> _ACTIONS TO TAKE_:
1. Answer each question from the article on fintechs and eSIMs.
(a) Which two companies does the article name as entering the telecommunications market in 2025?
(b) What three qualities of worldwide connectivity does the article attribute to eSIM packages?
(c) According to the article, which app is increasingly the one customers engage with most?
2. Using the article on fintechs and eSIMs, explain why fintechs' shift toward a comprehensive digital lifestyle is especially relevant to their premium users.

>> Begin PASSAGE TO READ

#eSIM

Fintechs banks offer eSIMs value

Global Perspective
6 Mins.

As fintechs and neobanks work to differentiate themselves from the rest of the pack, the ecosystems they offer through their apps are crucial. For users with global lifestyles, eSIM packages offering secure, efficient, and cost-effective worldwide connectivity make these ecosystems deeper and more attractive. They also open up new revenue streams for the fintechs themselves.

A quick glance at today’s consumer behavior reveals a clear truth: digital expectations are no longer fragmented. Customers don’t divide their needs across multiple platforms; instead, they demand seamless, unified experiences. Increasingly, the app they engage with most is the one that manages their finances, becoming not just a tool but the central hub for their digital lives.

Fintechs and neobanks are grasping this opportunity to evolve from providing financial services to representing a comprehensive digital lifestyle. This is especially relevant to their premium users, who have very specific demands, and offer a higher ceiling on revenue. Among other players, N26 and Revolut entered the telecommunications market in 2025.1 This follows a trend worldwide of fintechs diversifying into offering services that blur the distinctions between “banking” and “lifestyle.” They are homing in on a belief that what the modern consumer values is an interconnected ecosystem they can access – and manage – in one place. 

In this case, the telecommunications offering is just one more slice in the ecosystem pie. In order to understand this better, let us first consider what these fintechs are offering their premium users as they go about their global lives.

Businesswoman with backpack uses smartphone in front of a modern urban skyline.

>> End PASSAGE TO READ
>> Begin PROVIDED RECORDS

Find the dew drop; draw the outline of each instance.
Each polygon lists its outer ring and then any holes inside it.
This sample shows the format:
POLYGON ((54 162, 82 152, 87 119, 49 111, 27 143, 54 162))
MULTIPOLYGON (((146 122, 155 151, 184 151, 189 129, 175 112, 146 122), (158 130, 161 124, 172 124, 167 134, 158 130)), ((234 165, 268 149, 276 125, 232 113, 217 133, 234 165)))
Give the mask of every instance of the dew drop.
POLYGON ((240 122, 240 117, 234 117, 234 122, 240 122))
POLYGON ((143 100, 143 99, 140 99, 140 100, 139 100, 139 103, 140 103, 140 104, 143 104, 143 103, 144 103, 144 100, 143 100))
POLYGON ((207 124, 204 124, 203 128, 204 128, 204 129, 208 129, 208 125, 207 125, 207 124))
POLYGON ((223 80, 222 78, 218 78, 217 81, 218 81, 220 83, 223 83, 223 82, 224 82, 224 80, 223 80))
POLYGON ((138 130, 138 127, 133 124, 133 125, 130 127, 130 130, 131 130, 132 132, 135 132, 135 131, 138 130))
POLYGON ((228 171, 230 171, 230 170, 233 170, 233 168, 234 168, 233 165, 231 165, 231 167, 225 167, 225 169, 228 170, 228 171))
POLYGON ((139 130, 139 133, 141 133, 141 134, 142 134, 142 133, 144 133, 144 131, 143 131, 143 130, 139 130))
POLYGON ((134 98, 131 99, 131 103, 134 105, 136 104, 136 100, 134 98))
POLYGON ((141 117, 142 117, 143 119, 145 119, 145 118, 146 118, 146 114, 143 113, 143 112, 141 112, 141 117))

>> End PROVIDED RECORDS
>> Begin PROVIDED RECORDS

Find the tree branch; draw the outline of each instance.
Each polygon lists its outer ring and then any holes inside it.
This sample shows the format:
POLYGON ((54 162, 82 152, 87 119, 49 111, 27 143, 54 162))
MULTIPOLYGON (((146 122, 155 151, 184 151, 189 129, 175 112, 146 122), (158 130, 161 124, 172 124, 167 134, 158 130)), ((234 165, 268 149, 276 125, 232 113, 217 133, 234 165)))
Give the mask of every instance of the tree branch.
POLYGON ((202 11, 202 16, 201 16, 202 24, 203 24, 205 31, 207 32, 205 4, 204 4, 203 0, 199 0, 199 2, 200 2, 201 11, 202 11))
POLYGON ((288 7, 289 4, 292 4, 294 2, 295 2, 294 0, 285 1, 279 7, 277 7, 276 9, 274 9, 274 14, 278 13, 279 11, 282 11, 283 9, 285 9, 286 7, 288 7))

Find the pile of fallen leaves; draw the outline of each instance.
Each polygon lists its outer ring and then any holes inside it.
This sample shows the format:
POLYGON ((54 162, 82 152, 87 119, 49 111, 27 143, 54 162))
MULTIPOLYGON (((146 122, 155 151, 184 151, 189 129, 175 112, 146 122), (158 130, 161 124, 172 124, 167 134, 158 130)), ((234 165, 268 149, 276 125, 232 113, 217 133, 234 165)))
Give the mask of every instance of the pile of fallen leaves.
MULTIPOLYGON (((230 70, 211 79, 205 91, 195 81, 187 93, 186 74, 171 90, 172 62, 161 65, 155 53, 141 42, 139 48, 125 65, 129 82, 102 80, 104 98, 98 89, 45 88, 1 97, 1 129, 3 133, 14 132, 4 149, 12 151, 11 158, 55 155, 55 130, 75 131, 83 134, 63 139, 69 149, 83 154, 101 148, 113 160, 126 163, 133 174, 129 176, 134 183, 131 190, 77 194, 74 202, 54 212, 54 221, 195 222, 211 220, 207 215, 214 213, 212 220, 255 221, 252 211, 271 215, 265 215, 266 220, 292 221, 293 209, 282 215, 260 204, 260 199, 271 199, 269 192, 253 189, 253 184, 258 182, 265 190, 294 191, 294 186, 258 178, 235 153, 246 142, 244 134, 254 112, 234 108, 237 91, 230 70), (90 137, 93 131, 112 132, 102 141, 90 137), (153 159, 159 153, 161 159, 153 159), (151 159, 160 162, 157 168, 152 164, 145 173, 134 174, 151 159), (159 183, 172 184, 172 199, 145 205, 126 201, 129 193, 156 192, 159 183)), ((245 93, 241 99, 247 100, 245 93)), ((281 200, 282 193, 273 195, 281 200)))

>> End PROVIDED RECORDS

> _EXPECTED ANSWERS_:
1.
(a) N26 and Revolut.
(b) Secure, efficient, and cost-effective.
(c) The app that manages their finances.

2. It is especially relevant to premium users because they have very specific demands and offer a higher ceiling on revenue.